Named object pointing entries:
────────────────
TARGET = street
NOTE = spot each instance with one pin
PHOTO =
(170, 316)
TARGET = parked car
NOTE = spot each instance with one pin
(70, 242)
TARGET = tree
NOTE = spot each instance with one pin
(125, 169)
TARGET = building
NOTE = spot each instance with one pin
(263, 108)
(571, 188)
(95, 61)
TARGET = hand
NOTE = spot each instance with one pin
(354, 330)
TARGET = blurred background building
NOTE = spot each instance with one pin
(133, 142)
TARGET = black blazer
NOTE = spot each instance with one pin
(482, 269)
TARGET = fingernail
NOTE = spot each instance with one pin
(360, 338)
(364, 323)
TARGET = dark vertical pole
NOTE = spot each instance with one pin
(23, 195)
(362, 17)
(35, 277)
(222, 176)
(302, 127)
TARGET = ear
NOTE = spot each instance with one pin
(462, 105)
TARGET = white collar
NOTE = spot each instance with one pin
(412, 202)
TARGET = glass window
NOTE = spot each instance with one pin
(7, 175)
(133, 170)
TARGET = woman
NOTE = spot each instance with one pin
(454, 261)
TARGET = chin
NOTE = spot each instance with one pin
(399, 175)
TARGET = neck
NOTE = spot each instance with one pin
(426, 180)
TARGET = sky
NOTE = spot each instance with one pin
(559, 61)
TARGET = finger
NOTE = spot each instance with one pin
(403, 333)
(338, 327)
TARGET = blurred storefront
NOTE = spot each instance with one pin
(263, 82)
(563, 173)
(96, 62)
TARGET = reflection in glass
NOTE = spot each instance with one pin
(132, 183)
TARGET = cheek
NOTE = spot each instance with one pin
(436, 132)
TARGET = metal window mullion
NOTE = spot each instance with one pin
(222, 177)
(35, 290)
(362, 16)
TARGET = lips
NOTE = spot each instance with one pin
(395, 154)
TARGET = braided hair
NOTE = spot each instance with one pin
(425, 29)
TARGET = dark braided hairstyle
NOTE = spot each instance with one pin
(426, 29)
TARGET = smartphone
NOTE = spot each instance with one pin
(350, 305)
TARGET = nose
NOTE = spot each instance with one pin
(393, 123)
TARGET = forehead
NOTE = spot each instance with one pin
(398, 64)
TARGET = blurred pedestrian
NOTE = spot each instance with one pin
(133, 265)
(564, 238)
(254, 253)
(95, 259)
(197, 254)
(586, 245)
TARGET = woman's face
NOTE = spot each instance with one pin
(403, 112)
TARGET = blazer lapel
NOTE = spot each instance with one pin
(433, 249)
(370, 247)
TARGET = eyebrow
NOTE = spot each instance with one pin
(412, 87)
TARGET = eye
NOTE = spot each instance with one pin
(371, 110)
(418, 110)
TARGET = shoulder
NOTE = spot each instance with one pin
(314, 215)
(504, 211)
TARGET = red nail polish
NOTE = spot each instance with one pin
────────────────
_EXERCISE AIM_: Write the entries again, exactly as they stand.

_OUTPUT FOR THIS EXERCISE_:
TARGET = street
NOTE = spot each instance with one pin
PHOTO =
(170, 316)
TARGET = parked car
NOTE = spot each instance with one pin
(70, 242)
TARGET = tree
NOTE = spot each instance with one pin
(125, 169)
TARGET = building
NOTE = spot each instance with one pin
(263, 108)
(571, 188)
(95, 61)
TARGET = hand
NOTE = spot each instance with one pin
(354, 330)
TARGET = blurred background building
NOTE = spot each instance with one pin
(133, 142)
TARGET = black blazer
NOTE = spot each instance with one pin
(482, 269)
TARGET = fingernail
NOTE = spot each instance with one pin
(360, 338)
(364, 323)
TARGET = dark vertical pole
NOTE = spot each instance with one pin
(23, 195)
(362, 17)
(35, 277)
(222, 176)
(302, 127)
TARGET = ear
NOTE = spot each instance with one pin
(462, 105)
TARGET = white collar
NOTE = spot each instance with one pin
(412, 202)
TARGET = glass window
NOTE = spot each instance with one pin
(7, 175)
(133, 170)
TARGET = woman
NOTE = spot each instance with one pin
(454, 261)
TARGET = chin
NOTE = spot each instance with one pin
(399, 175)
TARGET = neck
NOTE = spot each instance with one pin
(426, 180)
TARGET = sky
NOTE = spot each instance with one pin
(559, 61)
TARGET = finger
NOTE = spot each instance with one pin
(403, 333)
(338, 327)
TARGET = blurred storefront
NOTE = spot each instance with one pin
(263, 82)
(563, 173)
(96, 62)
TARGET = reflection in glass
NOTE = spot each instance with one pin
(132, 183)
TARGET = cheek
NOTE = spot each instance with one pin
(436, 132)
TARGET = metal window mullion
NOTE = spot each instance with one pin
(222, 177)
(35, 290)
(362, 16)
TARGET = lips
NOTE = spot each instance with one pin
(395, 154)
TARGET = braided hair
NOTE = spot each instance with one pin
(425, 29)
TARGET = dark braided hairstyle
NOTE = spot each instance with one pin
(426, 29)
TARGET = smartphone
NOTE = spot each instance with one pin
(350, 305)
TARGET = nose
NOTE = spot each instance with one pin
(393, 123)
TARGET = forehead
NOTE = spot each instance with one pin
(398, 64)
TARGET = blurred pedestrian
NOTE = spot each instance with one pin
(133, 265)
(564, 238)
(254, 253)
(95, 259)
(197, 254)
(586, 245)
TARGET = woman's face
NOTE = spot each instance with one pin
(403, 112)
TARGET = blazer lapel
NOTE = spot each instance with one pin
(433, 249)
(370, 247)
TARGET = eyebrow
NOTE = spot each instance with one pin
(412, 87)
TARGET = eye
NOTE = spot each instance with one pin
(371, 110)
(418, 110)
TARGET = shoulder
NOTE = spot each instance with one pin
(314, 215)
(504, 211)
TARGET = red nail polish
NOTE = spot each instance with one pin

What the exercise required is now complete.